- _Work required_
Gather every line of the entries that includes the word "roof".

- _Stored data_
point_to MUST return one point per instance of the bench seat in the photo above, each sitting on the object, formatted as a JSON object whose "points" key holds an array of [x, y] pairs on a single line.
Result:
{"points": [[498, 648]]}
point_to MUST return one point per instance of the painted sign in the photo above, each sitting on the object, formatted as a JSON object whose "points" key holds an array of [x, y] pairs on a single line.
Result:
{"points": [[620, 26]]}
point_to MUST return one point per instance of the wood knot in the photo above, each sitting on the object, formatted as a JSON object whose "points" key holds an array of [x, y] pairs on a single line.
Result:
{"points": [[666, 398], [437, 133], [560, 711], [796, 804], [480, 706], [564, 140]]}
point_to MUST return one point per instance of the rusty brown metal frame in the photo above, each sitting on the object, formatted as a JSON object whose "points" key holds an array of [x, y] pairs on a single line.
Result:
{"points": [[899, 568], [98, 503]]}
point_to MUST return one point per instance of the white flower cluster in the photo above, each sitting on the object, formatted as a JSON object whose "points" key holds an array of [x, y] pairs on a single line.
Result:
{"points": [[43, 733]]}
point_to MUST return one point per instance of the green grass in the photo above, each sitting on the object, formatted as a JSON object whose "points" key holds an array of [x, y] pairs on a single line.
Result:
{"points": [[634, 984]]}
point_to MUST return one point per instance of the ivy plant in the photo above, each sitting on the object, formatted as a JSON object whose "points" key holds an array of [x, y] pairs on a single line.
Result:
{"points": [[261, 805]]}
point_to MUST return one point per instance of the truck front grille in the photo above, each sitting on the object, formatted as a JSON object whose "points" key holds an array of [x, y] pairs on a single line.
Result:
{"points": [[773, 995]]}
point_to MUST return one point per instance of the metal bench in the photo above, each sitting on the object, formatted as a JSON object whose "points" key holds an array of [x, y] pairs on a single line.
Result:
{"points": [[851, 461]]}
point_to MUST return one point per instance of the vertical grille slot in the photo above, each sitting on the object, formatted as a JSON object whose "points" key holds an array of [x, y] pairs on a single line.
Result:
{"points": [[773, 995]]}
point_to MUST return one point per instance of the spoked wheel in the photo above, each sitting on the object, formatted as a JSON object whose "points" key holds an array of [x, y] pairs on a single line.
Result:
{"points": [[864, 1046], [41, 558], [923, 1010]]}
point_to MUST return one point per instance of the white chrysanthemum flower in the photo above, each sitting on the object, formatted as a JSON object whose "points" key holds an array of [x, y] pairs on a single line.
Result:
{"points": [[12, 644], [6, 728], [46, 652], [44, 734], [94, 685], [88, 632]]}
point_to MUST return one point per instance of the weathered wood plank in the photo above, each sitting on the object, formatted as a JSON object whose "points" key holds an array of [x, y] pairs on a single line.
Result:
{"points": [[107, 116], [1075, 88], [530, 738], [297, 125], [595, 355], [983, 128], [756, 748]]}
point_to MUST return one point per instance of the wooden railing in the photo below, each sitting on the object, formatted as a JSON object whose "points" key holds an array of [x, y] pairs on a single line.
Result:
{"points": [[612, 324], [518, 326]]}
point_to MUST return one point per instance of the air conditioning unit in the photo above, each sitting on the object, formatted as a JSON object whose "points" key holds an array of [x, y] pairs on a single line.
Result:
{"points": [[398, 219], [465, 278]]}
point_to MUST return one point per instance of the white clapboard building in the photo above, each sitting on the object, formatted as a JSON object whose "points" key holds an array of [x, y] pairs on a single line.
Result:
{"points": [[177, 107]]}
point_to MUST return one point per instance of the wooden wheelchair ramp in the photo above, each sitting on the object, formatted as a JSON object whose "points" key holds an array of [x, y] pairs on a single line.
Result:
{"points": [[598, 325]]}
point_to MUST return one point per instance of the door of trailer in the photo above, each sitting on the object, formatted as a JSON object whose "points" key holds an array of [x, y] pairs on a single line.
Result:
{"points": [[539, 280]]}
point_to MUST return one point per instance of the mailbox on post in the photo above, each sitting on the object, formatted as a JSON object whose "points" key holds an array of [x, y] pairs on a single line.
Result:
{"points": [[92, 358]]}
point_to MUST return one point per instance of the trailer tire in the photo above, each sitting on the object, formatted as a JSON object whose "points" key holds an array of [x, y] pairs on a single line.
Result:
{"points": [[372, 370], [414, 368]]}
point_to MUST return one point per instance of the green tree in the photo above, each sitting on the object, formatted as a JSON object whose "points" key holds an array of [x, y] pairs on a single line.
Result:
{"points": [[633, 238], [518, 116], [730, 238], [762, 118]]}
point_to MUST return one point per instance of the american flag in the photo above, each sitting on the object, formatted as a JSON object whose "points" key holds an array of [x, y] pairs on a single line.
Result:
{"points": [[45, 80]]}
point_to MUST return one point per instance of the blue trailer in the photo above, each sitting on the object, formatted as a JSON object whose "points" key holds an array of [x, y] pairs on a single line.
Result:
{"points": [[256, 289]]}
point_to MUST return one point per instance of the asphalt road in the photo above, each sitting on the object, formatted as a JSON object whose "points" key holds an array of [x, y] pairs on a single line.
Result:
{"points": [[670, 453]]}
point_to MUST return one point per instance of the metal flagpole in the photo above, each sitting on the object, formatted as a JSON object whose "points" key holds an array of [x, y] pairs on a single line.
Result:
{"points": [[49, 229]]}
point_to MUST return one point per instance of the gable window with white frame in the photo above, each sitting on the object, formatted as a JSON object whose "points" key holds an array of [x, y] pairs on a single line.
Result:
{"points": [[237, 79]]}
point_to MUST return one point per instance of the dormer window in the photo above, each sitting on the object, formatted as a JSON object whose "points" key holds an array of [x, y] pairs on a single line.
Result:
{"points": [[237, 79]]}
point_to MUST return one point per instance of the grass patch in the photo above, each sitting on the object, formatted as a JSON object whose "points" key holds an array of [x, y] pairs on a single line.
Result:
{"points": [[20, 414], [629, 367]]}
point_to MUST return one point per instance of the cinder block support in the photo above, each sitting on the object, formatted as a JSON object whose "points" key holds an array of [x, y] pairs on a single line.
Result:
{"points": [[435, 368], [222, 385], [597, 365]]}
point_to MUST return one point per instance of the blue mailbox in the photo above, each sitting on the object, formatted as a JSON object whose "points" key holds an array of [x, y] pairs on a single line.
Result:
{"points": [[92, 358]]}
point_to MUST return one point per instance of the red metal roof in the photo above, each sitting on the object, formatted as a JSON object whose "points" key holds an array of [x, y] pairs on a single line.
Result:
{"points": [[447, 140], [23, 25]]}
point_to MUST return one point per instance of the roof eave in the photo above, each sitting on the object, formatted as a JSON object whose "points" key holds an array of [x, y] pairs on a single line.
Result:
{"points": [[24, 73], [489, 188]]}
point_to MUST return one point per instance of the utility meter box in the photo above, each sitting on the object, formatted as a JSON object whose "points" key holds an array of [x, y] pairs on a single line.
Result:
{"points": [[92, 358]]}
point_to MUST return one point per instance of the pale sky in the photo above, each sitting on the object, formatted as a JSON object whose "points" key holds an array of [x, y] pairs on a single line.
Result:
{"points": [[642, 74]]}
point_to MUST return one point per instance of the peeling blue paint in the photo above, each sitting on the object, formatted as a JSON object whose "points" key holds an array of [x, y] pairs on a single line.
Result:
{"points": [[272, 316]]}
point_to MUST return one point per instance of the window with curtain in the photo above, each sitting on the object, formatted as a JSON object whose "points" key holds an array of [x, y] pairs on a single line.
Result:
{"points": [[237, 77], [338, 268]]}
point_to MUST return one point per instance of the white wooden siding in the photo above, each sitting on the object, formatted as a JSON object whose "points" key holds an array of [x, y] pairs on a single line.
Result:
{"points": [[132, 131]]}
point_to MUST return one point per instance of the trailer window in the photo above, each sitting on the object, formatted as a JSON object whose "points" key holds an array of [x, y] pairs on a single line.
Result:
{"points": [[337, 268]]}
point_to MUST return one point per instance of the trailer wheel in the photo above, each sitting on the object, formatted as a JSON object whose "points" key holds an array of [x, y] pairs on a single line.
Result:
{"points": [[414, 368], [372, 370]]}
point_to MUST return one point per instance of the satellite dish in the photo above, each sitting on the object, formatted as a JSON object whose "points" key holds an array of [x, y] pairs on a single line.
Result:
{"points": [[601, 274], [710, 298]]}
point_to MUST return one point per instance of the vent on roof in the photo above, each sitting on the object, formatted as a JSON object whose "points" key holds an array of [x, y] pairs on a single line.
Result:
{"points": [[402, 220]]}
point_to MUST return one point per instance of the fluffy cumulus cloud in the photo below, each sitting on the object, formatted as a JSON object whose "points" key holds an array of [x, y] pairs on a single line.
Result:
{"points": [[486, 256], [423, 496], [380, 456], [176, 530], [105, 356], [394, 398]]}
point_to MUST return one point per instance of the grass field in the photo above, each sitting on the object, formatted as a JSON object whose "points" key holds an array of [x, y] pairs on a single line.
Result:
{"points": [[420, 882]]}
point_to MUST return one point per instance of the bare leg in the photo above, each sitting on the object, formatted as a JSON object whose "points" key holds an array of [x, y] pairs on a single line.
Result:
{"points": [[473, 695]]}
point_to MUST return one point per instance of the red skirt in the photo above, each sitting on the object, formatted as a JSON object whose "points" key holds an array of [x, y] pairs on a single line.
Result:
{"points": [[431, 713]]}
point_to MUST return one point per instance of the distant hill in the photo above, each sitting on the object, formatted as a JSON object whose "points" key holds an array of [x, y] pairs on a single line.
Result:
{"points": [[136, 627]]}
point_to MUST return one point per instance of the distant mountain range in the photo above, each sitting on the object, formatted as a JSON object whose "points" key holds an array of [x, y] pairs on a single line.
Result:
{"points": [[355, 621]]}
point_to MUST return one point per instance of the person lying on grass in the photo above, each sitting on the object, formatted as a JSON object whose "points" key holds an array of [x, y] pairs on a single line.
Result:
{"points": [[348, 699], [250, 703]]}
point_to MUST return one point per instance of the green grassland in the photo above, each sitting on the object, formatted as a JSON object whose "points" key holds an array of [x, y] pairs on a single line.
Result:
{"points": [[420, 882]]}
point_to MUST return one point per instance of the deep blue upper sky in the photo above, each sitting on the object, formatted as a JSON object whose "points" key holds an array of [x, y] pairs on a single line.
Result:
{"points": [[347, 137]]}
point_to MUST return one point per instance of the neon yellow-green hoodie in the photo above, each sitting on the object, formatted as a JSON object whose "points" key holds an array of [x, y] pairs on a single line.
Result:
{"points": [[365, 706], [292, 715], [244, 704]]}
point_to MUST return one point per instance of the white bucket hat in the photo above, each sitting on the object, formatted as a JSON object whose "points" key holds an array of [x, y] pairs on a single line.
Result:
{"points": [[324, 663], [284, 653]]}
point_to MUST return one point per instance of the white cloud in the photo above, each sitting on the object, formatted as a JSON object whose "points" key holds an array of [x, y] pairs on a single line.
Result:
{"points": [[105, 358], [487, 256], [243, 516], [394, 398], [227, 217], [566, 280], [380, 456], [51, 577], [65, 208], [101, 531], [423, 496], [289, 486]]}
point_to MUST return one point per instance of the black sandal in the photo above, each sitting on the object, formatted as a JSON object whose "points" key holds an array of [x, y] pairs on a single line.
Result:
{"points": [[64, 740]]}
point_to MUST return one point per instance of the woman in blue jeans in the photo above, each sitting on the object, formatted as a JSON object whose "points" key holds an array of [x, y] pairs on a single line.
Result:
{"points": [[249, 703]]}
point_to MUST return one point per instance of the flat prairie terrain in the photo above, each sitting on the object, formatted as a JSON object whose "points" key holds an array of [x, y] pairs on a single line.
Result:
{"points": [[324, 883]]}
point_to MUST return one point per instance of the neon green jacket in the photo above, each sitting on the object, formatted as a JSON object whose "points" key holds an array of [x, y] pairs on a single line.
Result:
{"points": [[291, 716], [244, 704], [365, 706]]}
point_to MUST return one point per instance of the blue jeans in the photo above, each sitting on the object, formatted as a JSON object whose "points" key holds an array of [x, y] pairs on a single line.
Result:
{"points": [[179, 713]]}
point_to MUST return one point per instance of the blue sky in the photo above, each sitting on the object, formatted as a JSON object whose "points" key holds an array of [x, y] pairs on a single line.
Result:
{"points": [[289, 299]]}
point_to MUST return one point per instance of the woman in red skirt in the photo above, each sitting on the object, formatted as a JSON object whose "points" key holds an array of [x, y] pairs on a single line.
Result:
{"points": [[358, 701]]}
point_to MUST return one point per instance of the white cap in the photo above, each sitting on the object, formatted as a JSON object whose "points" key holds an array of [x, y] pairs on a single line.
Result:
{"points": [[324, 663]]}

- _Output_
point_to MUST return one point per instance of the red metal roof in the photo above, each sitting on the object, formatted as a JSON object whose "points" key holds an array of [x, y] pairs on a single line.
point_to MUST return one point per instance of the roof eave in the photo above, each sitting on the object, formatted as a JSON object whose "points" key holds an array of [x, y] pairs on a single line.
point_to MUST return one point per instance of the vent on roof in the photo above, each sitting on the object, formatted as a JSON object whose "points" key holds an array of [x, y] pairs on a single line.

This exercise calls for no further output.